• **Object position labeling entries**
───

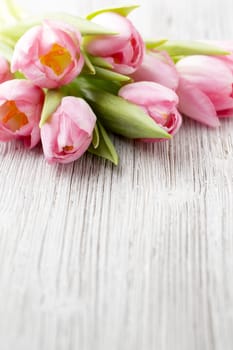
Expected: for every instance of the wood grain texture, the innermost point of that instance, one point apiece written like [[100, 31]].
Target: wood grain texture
[[138, 257]]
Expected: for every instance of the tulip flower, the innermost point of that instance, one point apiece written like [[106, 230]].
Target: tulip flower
[[49, 54], [67, 134], [159, 102], [124, 51], [5, 73], [205, 89], [158, 67], [21, 103]]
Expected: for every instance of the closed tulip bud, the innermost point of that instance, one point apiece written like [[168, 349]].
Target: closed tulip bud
[[157, 67], [21, 103], [205, 89], [49, 54], [159, 102], [124, 51], [5, 73], [67, 134]]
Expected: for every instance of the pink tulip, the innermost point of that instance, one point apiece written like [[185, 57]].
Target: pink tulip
[[159, 102], [5, 73], [21, 103], [157, 67], [123, 51], [49, 54], [68, 132], [205, 89]]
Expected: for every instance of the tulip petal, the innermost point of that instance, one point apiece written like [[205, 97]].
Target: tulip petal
[[196, 105], [154, 68], [105, 148]]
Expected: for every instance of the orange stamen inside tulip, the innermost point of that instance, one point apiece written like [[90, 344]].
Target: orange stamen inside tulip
[[68, 148], [165, 116], [58, 59], [11, 116]]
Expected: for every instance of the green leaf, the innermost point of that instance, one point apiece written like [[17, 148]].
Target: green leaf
[[96, 137], [154, 44], [186, 48], [105, 148], [119, 115], [107, 74], [15, 31], [52, 101], [123, 11]]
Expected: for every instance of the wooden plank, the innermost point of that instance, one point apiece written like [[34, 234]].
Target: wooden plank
[[138, 257]]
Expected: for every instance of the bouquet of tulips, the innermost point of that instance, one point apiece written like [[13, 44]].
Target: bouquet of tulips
[[67, 82]]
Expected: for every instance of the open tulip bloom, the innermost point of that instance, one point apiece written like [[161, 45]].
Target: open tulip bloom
[[67, 83]]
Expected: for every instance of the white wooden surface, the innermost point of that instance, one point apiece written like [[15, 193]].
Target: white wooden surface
[[138, 257]]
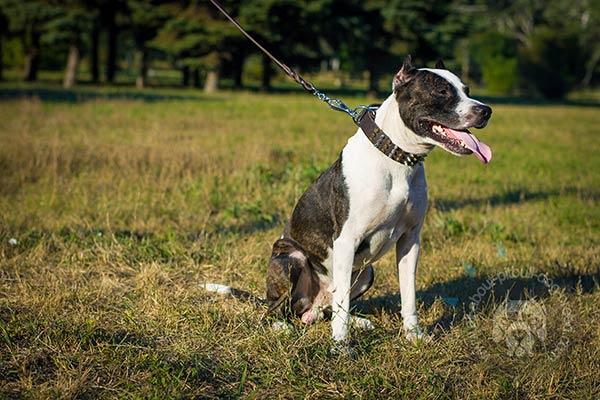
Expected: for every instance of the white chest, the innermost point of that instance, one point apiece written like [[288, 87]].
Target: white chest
[[386, 199]]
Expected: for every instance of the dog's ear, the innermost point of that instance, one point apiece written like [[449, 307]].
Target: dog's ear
[[406, 73]]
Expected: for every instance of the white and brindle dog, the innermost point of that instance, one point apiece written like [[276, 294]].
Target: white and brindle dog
[[367, 203]]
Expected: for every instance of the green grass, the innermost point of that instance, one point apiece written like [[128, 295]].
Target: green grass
[[121, 207]]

───

• **WHAT IS REQUIRED**
Recast the records above as a two-column CSV with the columns "instruction" and "points" and one row for each instruction and its answer, putting each in a single quoted field with line breaks turned into spaces. Cover all the records, and leave the pictures out.

• **CORRECT ANSWER**
instruction,points
"Expected: for every instance of the wood grain texture, the innermost point of that instance, one point apiece written like [[100, 31]]. Target: wood grain texture","[[138, 257]]"
"Expected: for every instance of the tulip flower, the innermost point of that instance, one point apiece written like [[106, 230]]. Target: tulip flower","[[49, 54], [67, 134], [159, 102], [124, 51], [5, 73], [205, 89], [158, 67], [21, 103]]"
"Expected: for every instance of the closed tulip bud, the innermost point of that instance, one point apiece written like [[168, 349]]. Target: closed tulip bud","[[157, 67], [21, 103], [205, 89], [49, 54], [159, 102], [124, 51], [5, 73], [67, 134]]"
"Expected: for every instance of the pink tulip, the innermost point of that instance, one point apiece written like [[185, 57]]. Target: pink tulip","[[159, 102], [5, 73], [21, 103], [157, 67], [123, 51], [49, 54], [68, 132], [205, 89]]"
"Expected: for every instance of the tulip petal, the innermost point of that instance, one point apiece written like [[205, 97]]. Target: tulip petal","[[196, 105], [154, 68], [105, 148]]"
"Expected: for every instance of the orange stamen inside tulip, the innermost point of that instance, one point apiece written like [[90, 344]]. Target: orange stamen inside tulip","[[68, 148], [165, 116], [58, 59], [11, 116]]"
"Expected: for every instance of the green leaf, the innermost point of that instance, one point apiece written like [[17, 148]]. Target: green leaf","[[96, 137], [154, 44], [186, 48], [105, 148], [119, 115], [107, 74], [15, 31], [52, 101], [123, 11]]"
"Expected: for every instance of the wooden plank, the innermost point of that instance, one point apiece written like [[34, 234]]. Target: wooden plank","[[138, 257]]"
"Expected: for every instance of the bouquet of tulips, the innermost point of that instance, one point apiece written like [[13, 44]]. Target: bouquet of tulips","[[67, 82]]"
"Expected: for every instance of the open tulip bloom, the innermost point of that instance, one point apiece written like [[161, 45]]. Target: open tulip bloom","[[67, 83]]"
"Expected: for every instance of the white wooden surface, the innermost point of that instance, one point apiece written like [[15, 193]]. Target: white wooden surface","[[138, 257]]"
"Expected: for every instance of the white chest, the innermost point of that instance, one point apiece written like [[288, 87]]. Target: white chest","[[386, 199]]"
"Expected: for every instance of the dog's ear, the innermost point of that instance, one point apiece written like [[449, 307]]. Target: dog's ear","[[406, 73]]"
"Expected: for every instance of the white and brindle dog, the innermost point of that instance, one point apiece written like [[276, 294]]. Target: white and brindle dog","[[367, 203]]"
"Expected: for every instance of the green grass, the innermost point of that instance, one point apiece written like [[128, 295]]. Target: green grass","[[121, 207]]"